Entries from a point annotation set

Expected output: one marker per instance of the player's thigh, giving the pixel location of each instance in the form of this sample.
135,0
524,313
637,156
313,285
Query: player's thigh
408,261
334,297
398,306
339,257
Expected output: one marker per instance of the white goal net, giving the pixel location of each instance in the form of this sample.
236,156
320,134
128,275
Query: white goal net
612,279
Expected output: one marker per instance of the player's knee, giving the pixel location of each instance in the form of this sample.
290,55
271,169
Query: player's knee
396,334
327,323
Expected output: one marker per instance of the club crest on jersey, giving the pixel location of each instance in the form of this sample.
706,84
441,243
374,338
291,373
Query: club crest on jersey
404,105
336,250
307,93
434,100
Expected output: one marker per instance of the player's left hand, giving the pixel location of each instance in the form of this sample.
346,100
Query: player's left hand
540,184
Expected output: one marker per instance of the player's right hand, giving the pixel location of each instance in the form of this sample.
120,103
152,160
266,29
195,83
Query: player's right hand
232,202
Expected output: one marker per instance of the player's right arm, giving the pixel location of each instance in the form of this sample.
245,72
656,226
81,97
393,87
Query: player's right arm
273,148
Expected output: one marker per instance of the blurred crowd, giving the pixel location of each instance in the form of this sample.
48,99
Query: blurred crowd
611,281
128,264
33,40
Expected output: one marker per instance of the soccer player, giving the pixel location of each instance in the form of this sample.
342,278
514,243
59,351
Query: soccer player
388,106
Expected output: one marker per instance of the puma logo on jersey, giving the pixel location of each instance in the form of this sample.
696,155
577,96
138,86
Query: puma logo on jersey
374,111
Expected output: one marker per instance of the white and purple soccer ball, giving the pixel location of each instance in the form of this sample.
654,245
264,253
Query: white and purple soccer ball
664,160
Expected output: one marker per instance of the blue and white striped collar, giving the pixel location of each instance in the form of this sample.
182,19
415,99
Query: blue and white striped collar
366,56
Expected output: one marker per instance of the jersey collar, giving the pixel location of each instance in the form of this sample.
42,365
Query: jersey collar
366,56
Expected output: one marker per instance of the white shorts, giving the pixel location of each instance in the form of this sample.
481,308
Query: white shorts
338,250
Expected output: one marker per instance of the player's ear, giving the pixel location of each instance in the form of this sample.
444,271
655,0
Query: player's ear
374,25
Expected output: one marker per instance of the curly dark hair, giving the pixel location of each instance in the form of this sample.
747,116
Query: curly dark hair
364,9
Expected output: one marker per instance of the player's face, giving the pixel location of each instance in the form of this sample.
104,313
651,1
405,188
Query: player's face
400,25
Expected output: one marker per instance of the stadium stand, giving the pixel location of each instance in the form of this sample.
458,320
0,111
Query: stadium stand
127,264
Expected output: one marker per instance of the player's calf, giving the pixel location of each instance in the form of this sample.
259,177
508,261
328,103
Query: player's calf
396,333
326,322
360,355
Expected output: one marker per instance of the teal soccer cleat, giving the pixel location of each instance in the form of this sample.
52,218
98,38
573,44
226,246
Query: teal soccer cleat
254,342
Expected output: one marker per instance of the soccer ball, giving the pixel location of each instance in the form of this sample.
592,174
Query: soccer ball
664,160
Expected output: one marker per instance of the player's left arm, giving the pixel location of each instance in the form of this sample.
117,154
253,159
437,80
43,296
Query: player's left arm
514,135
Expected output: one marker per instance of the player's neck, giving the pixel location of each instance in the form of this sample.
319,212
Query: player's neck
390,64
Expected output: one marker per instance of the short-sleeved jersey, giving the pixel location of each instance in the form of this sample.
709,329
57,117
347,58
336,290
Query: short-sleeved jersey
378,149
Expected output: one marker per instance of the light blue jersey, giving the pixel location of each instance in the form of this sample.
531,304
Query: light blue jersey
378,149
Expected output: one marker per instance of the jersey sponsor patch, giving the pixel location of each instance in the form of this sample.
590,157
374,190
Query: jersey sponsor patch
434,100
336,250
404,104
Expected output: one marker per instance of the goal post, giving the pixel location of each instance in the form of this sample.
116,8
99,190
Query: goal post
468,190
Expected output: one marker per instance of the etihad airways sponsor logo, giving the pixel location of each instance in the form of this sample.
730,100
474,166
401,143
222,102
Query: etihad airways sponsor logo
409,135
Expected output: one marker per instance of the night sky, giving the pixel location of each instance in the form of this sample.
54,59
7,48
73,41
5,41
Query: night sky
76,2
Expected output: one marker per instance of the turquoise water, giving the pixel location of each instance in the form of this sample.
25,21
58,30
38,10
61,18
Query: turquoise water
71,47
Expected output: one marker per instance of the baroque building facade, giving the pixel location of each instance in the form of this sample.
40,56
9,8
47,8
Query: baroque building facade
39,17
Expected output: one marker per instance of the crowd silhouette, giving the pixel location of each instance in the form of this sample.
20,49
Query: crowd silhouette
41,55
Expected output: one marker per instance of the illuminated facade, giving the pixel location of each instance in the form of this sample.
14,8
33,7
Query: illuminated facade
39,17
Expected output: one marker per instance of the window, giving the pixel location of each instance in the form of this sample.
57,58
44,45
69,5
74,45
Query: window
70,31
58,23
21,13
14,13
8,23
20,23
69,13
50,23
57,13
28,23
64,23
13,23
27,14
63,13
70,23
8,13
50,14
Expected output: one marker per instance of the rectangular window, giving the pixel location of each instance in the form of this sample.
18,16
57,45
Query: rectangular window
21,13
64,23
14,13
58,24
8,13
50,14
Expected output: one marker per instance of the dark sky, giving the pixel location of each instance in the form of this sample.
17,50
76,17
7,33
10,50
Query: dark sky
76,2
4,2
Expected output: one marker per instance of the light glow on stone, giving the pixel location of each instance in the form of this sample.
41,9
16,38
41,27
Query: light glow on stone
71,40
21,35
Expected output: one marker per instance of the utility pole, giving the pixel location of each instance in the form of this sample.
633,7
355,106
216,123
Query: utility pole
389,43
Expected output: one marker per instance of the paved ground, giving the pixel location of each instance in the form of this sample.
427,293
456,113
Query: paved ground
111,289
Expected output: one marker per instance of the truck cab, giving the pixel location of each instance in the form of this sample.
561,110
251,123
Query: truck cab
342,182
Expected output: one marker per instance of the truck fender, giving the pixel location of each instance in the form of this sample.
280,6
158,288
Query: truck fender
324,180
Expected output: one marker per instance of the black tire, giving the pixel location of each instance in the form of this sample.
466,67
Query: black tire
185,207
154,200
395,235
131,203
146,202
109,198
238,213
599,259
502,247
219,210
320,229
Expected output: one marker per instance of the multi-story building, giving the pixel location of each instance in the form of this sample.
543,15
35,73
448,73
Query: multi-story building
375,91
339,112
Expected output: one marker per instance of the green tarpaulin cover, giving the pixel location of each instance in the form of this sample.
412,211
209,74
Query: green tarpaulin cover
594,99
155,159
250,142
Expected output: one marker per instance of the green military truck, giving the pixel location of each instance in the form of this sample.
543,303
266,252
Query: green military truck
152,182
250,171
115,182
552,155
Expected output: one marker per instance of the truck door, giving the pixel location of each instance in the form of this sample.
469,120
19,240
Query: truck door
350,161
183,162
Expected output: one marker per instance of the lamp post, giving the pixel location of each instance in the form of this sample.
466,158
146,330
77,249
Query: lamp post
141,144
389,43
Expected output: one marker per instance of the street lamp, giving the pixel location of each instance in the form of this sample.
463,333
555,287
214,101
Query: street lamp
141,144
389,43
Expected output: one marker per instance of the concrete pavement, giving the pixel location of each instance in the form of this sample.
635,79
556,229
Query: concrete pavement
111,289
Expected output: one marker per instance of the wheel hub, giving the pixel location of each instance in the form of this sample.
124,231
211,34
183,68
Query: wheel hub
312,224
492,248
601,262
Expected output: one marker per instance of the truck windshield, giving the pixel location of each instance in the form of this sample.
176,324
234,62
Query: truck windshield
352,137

**What is asked:**
Repeat all of the records above exactly as they appear.

**Complete response:**
Expected output: one marker per instance of the player's thigh, giving the pixel location of each instance in the form of this sample.
135,0
524,313
637,156
313,285
Query: player's thigh
408,261
334,297
398,306
339,257
Expected output: one marker per instance of the white goal net, giving the pixel location of each instance in the form of this sample.
236,156
320,134
128,275
Query: white goal net
612,279
Expected output: one marker per instance of the player's knee, giving the pixel location of each instance in the form of this sample.
290,55
271,169
Query: player's knee
396,334
327,323
Expected output: one marker per instance of the club crest on jersey, giving the pixel location of each instance in the form of this sample.
706,84
441,243
374,338
291,373
Query: club crest on jersey
404,105
336,250
307,93
434,100
Expected output: one marker per instance of the player's left hand, giving the pixel location of each instance in the form of this sample.
346,100
Query: player's left hand
540,184
Expected output: one marker per instance of the player's right hand, giving the pixel location of each instance in the form of this sample.
120,103
152,160
266,29
195,83
Query: player's right hand
232,202
Expected output: one marker per instance of the player's right arm, giving the pixel location of each instance in the form of this sample.
245,72
656,226
81,97
393,87
Query: player's right arm
273,148
Expected output: one marker per instance of the blurred crowd, giving the pixel location of each instance in the form of this sample.
48,99
Query: blurred crowd
611,281
128,264
33,40
Expected output: one marker per instance of the soccer player, giving the pixel location of each instance in the form of this sample.
342,278
514,243
59,351
Query: soccer player
388,106
Expected output: one marker per instance of the puma logo on jersey, giving the pixel location of each instance in the form of this sample.
696,155
577,96
138,86
Query: puma logo on jersey
374,111
Expected output: one marker per instance of the white and purple soccer ball, giving the pixel location of each instance in the form of this sample.
654,245
264,253
Query: white and purple soccer ball
664,160
Expected output: one marker per instance of the blue and white striped collar, giving the pixel location of each instance in the form of this sample.
182,19
415,99
Query: blue and white striped collar
366,56
Expected output: one marker per instance of the jersey collar, giving the pixel location of each instance in the form of this sample.
42,365
Query: jersey collar
366,56
Expected output: one marker per instance of the white shorts, giving the pixel location of each instance in the form of this sample.
481,308
Query: white shorts
338,250
Expected output: one marker per instance of the player's ear, giving the pixel location of each instance in the form of this sample.
444,271
655,0
Query: player's ear
374,25
Expected output: one marker per instance of the curly dark hair, giving the pixel location of each instance in the form of this sample.
747,116
Query: curly dark hair
364,9
Expected output: one marker per instance of the player's face, giving the pixel location of each instance in the form of this sample.
104,313
651,1
405,188
Query: player's face
400,25
Expected output: one marker per instance of the stadium stand, giving the pixel location of each instance in the form of this sample.
458,320
0,111
Query: stadium stand
127,264
Expected output: one marker per instance of the player's calf, giving the pixel location of each instance in the form of this sample.
259,177
508,261
328,103
Query: player's calf
396,333
326,322
360,355
Expected output: one marker per instance of the teal soccer cleat, giving the pixel location of each instance in the form of this sample.
52,218
98,38
573,44
226,246
Query: teal soccer cleat
254,342
Expected output: one marker per instance of the soccer ball, giving the pixel location of each instance in the form of this sample.
592,174
Query: soccer ball
664,160
Expected output: one marker per instance of the player's left arm, giving the pixel location of each instance in the form of this sample.
117,154
253,159
437,80
43,296
Query: player's left arm
514,135
Expected output: one marker per instance of the player's neck, giving the pixel location of each instance in the form of this sample.
319,212
Query: player's neck
390,64
Expected output: one marker per instance of the short-sleeved jersey, giving the pixel location of each instance in the form of this sample.
709,329
57,117
347,58
336,290
Query: short-sleeved jersey
378,149
Expected output: one marker per instance of the light blue jersey, giving the pixel location of each instance in the form of this sample.
531,304
Query: light blue jersey
378,149
Expected output: one marker per instance of the jersey sponsor patch, giving the pixel location of each instance in the form of this sample.
590,157
374,190
Query: jersey sponsor patch
434,100
336,250
404,104
Expected output: one marker per instance of the goal post, giving the pixel location of each instance in the form of this sample.
116,8
99,190
Query: goal post
468,190
Expected output: one marker per instance of the etihad airways sponsor logo, giving the pixel location of each instance in the form of this sample.
730,100
474,166
401,143
222,102
Query: etihad airways sponsor logo
409,135
Expected output: one marker per instance of the night sky, giving the pixel location of each instance in the form of this sample.
54,59
7,48
73,41
5,41
Query: night sky
76,2
Expected output: one marker per instance of the turquoise water, giving the pixel location of each instance in the form of this sample.
25,21
58,30
38,10
61,18
Query: turquoise water
71,47
Expected output: one marker per instance of the baroque building facade, giving the pixel location of each instance in the form of this sample.
40,56
9,8
47,8
Query: baroque building facade
39,17
Expected output: one marker per instance of the crowd silhouette, giving the pixel location of each instance in the form of this sample.
20,49
Query: crowd silhouette
41,55
Expected output: one marker per instance of the illuminated facade, giving the pixel location of each instance in the form of this sample.
14,8
33,7
Query: illuminated facade
39,17
Expected output: one marker per instance of the window, giving the pixel location of each instance in the form of this sample.
57,58
44,45
69,5
74,45
Query: window
70,31
58,23
21,13
14,13
8,23
20,23
69,13
50,23
57,13
28,23
64,23
13,23
27,14
63,13
70,23
8,13
50,14
Expected output: one marker per instance of the rectangular window, giving the pixel location of each instance in the form of this sample.
18,16
57,45
Query: rectangular window
21,13
64,23
14,13
58,24
8,13
50,14
Expected output: one marker per instance of the dark sky, giving the pixel location of each instance in the form of this sample.
17,50
76,17
7,33
10,50
Query: dark sky
76,2
4,2
Expected output: one marker per instance of the light glow on stone, giving the pixel location of each instance in the form of this sample.
41,9
16,38
41,27
Query: light glow on stone
71,40
21,35
Expected output: one marker per instance of the utility pole, giving the pixel location of each instance in the form of this sample.
633,7
355,106
216,123
Query: utility pole
389,43
Expected output: one marker per instance of the paved ground, giving the pixel location of each instance in the form of this sample.
427,293
456,113
Query: paved ground
111,289
Expected output: one marker per instance of the truck cab, giving the pixel location of each instance in the form of this sample.
561,110
251,123
Query: truck cab
342,182
Expected output: one marker per instance of the truck fender, giving the pixel location of each instance in the form of this sample.
280,6
158,288
Query: truck fender
324,180
Expected output: one marker per instance of the black tire, giving the pixel location of each instance in the form of this sample.
466,67
Query: black tire
185,207
154,200
395,235
131,203
146,202
109,198
238,213
599,259
502,247
219,210
320,229
Expected output: one marker per instance of the multi-story building, giving the pixel location of each instance in the form of this sample.
543,15
35,73
448,73
Query: multi-story building
375,91
339,112
Expected output: one marker per instance of the green tarpaulin cover, giving the pixel location of each instance in the form of this sample.
412,211
209,74
Query: green tarpaulin cover
594,99
155,159
250,142
Expected output: one marker per instance of the green military truck, giving the pixel location of each instance in the form of this sample.
543,303
266,252
Query: green military truck
152,182
250,171
115,182
552,155
Expected output: one marker per instance of the truck door, giving the pixel location of each instance in the form of this sample.
469,120
19,240
Query: truck door
350,161
183,162
Expected output: one marker per instance of the lamp post, giving the pixel location of each instance in the form of this sample.
466,158
146,330
77,249
Query: lamp post
141,144
389,43
Expected output: one marker per instance of the street lamp, giving the pixel location of each instance in the form of this sample.
463,333
555,287
214,101
Query: street lamp
141,144
389,43
Expected output: one marker per instance of the concrete pavement, giving the pixel location of each instance in the form of this sample.
635,79
556,229
Query: concrete pavement
111,289
Expected output: one marker per instance of the wheel hub, giving the pixel location of each instance in the form of this sample.
124,231
211,34
183,68
Query: wheel hub
312,224
492,248
601,262
Expected output: one marker per instance of the truck windshield, giving the pixel location of each instance in the form of this sample.
176,324
234,62
Query: truck windshield
352,137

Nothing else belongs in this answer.